» WRITTEN EXERCISE 1: Quote the stretch of the resolver discussion from "El jueves, 14" through "main issue here.".
» WRITTEN EXERCISE 2:
Answer these from the resolver discussion:
(a) Which three dictionaries does self._populate() fill, and for which language?
(b) Where is the only place the writer has seen a resolver recursively include itself?
(c) What does the writer propose to stop self._populate() from running twice on the same object within the same thread?

» PASSAGE PROVIDED:
If you are using locals it means each thread will always end up calling the 
actual populate code? Is there any point for the RegexURLResolver class to 
be a singleton then?


El jueves, 14 de julio de 2016, 9:12:54 (UTC-3), Marten Kenbeek escribió:
>
> It's not quite as simple. Concurrency is actually not the main issue here. 
> The issue is that self._populate() only populates the app_dict, 
> namespace_dict 
> and reverse_dict for the currently active language. By short-circuiting 
> if the resolver is populating, you have the chance to short-circuit while 
> the populating thread has a different active language. The short-circuiting 
> thread's language won't have been populated, and that will result in the 
> above KeyError.
>
> The issue that self._populating is solving is that a RegexURLResolver can 
> recursively include itself if a namespace is used. Namespaces are loaded 
> lazily on first access, so this would generally not result in infinite 
> recursion. But, to include all namespaced views in self._callback_strs, 
> you need to load them immediately. self._populating prevents infinite 
> recursion in that specific case.
>
> On a side note: recursively including the same resolver is possible under 
> some limited circumstances, but so far I've only seen it happen in the 
> Django test suite, and it doesn't even work if you don't include at least 
> one namespace between each recursive include. It's an edge-case scenario 
> that can be solved better by using a repeating pattern in your regex. I 
> don't think that it provides any value, but it does significantly 
> complicate the code. Removing this accidental "feature" would solve the 
> issue as well, without complicating the code any further. 
>
> Now, to solve the issue within the constraints of the current test suite, 
> you only need to prevent that self._populate() is called twice on the 
> same object within the same thread. A simple thread-local object should do 
> the trick:
>
> class RegexURLResolver(LocaleRegexProvider):
>     def __init__(self, regex, urlconf_name, default_kwargs=None, 
> app_name=None, namespace=None):
>         
>         ...

» GIVEN INFORMATION:

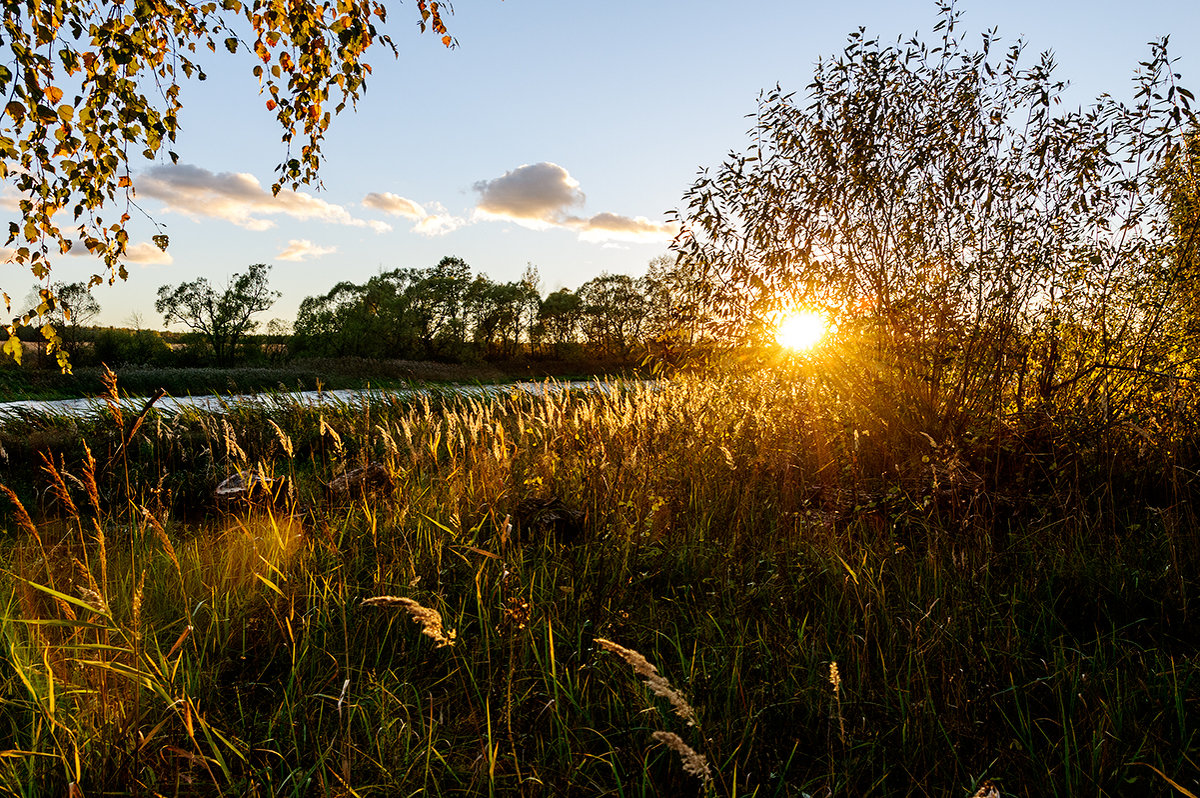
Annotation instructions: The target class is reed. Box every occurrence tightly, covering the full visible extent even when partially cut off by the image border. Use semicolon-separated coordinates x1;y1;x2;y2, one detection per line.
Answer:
0;364;1200;796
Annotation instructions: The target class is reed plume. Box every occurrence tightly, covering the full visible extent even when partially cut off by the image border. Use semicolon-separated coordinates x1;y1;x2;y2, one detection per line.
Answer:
596;637;696;726
652;732;713;785
360;595;455;648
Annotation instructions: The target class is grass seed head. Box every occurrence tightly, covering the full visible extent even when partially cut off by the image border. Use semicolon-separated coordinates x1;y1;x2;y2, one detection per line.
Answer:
653;732;713;785
596;637;696;726
361;595;455;648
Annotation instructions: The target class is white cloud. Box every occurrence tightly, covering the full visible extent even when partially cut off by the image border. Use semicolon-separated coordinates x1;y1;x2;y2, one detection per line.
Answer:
474;161;676;244
137;164;391;233
362;191;428;220
474;161;586;229
275;239;337;262
362;191;467;235
569;212;676;244
125;241;175;266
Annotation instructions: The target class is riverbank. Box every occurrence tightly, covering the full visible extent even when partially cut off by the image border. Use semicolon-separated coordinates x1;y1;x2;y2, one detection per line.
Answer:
0;372;1200;798
0;358;634;402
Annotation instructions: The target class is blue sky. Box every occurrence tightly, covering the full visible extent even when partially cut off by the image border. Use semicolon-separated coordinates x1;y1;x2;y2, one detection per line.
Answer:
4;0;1200;326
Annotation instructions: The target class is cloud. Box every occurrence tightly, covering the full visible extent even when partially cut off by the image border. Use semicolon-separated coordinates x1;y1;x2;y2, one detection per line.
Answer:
569;212;676;244
362;191;467;235
473;161;586;229
474;161;676;244
137;164;391;233
125;241;175;266
362;191;427;220
275;239;337;262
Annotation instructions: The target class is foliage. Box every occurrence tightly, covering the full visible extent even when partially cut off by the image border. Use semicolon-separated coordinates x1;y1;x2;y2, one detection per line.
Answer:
295;257;673;362
154;263;280;365
0;369;1200;798
676;4;1194;438
0;0;454;368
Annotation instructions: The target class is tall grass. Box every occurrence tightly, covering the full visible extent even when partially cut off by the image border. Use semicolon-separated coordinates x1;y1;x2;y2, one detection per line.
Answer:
0;366;1200;796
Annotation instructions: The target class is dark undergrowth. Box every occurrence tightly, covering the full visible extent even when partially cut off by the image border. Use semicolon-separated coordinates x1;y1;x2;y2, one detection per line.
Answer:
0;372;1200;797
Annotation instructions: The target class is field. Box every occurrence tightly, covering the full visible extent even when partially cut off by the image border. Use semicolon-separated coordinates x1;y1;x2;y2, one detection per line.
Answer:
0;362;1200;797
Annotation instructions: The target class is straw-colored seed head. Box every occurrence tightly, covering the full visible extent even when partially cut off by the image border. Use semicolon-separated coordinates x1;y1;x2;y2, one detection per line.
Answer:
653;732;713;785
361;595;455;648
596;637;696;726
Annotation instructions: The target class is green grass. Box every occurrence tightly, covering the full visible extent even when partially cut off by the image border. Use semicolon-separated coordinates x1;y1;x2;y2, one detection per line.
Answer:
0;371;1200;796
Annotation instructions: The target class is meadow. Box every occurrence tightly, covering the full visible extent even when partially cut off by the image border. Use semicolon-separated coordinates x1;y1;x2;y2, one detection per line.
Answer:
0;360;1200;797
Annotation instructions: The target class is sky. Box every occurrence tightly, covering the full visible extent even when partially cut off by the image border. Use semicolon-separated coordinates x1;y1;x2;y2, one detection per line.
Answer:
0;0;1200;329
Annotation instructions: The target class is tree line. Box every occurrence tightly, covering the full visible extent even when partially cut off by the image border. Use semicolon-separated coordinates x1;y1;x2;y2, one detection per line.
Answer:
286;256;695;362
14;254;702;366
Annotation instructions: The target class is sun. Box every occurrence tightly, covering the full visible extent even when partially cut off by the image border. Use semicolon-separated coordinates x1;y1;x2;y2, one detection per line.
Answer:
775;311;829;350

» FULL OUTPUT 1:
El jueves, 14 de julio de 2016, 9:12:54 (UTC-3), Marten Kenbeek escribió:
>
> It's not quite as simple. Concurrency is actually not the main issue here.

» FULL OUTPUT 2:
(a) The app_dict, namespace_dict and reverse_dict, for the currently active language.
(b) The Django test suite.
(c) A simple thread-local object.